> [Action item] Your answer should be one number: the count of lines in these entries that hold the word "green".

> [Dataset records]
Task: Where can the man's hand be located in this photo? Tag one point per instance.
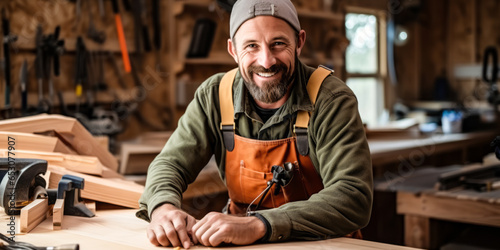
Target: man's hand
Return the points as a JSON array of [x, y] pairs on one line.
[[171, 226], [216, 228]]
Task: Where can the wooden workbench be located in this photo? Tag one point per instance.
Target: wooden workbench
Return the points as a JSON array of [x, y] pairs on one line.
[[120, 229], [437, 149], [427, 211]]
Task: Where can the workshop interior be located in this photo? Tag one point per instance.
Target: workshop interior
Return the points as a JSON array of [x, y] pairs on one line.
[[91, 91]]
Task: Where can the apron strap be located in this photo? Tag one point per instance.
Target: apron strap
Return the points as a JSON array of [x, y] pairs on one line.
[[300, 127], [227, 125], [227, 108]]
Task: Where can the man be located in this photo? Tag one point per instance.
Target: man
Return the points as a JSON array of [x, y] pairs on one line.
[[267, 133]]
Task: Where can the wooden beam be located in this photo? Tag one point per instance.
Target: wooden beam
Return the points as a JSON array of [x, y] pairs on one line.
[[475, 211], [28, 141], [33, 214], [417, 231], [77, 163], [70, 130], [58, 214], [109, 190]]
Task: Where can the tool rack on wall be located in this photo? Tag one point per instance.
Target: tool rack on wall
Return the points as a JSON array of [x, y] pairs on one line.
[[165, 77]]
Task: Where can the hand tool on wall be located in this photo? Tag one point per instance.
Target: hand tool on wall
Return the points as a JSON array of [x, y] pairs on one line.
[[92, 33], [79, 71], [53, 47], [127, 5], [23, 83], [43, 104], [121, 36], [102, 12], [491, 79], [156, 24], [203, 35]]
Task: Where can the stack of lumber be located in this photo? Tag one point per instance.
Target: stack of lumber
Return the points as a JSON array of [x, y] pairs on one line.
[[69, 149]]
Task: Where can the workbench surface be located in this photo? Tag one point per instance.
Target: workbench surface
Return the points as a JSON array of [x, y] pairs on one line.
[[120, 229]]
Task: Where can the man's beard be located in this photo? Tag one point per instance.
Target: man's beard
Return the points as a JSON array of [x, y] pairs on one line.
[[272, 90]]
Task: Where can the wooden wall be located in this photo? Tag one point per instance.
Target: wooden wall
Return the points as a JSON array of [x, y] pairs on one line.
[[26, 15], [444, 34]]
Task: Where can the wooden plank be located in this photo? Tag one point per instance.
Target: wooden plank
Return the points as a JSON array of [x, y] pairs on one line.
[[135, 158], [77, 163], [109, 190], [69, 129], [417, 231], [28, 141], [451, 209], [58, 214], [33, 214], [120, 229]]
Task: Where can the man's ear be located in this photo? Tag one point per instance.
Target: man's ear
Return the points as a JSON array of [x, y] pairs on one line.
[[232, 50], [301, 41]]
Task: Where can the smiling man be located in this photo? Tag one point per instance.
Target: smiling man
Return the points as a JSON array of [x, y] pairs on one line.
[[287, 138]]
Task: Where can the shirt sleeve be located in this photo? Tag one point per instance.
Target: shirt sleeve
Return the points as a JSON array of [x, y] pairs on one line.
[[340, 153]]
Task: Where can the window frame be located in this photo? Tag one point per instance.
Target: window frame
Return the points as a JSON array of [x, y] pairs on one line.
[[381, 75]]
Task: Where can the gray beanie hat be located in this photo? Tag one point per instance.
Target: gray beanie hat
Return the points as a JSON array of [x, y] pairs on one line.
[[244, 10]]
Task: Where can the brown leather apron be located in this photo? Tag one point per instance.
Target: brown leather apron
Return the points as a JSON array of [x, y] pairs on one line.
[[249, 161]]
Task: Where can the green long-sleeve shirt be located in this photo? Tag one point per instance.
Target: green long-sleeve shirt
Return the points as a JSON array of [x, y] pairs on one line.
[[337, 147]]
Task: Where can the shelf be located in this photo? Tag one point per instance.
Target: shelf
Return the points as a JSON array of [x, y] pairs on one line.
[[178, 7], [111, 44], [70, 98]]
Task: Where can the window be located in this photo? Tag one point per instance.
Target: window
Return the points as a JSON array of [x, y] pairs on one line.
[[364, 67]]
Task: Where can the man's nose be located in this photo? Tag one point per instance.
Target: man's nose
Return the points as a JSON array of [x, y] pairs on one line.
[[266, 58]]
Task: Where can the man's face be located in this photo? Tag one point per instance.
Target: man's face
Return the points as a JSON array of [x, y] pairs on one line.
[[265, 49]]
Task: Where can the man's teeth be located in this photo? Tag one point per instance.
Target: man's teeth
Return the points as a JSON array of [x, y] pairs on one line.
[[263, 74]]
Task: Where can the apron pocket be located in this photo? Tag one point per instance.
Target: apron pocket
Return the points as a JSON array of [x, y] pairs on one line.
[[253, 183], [295, 190]]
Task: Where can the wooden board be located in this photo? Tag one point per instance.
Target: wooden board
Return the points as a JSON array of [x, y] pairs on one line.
[[451, 209], [108, 190], [33, 214], [58, 214], [136, 156], [77, 163], [120, 229], [28, 141], [70, 129]]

> [Written answer] 2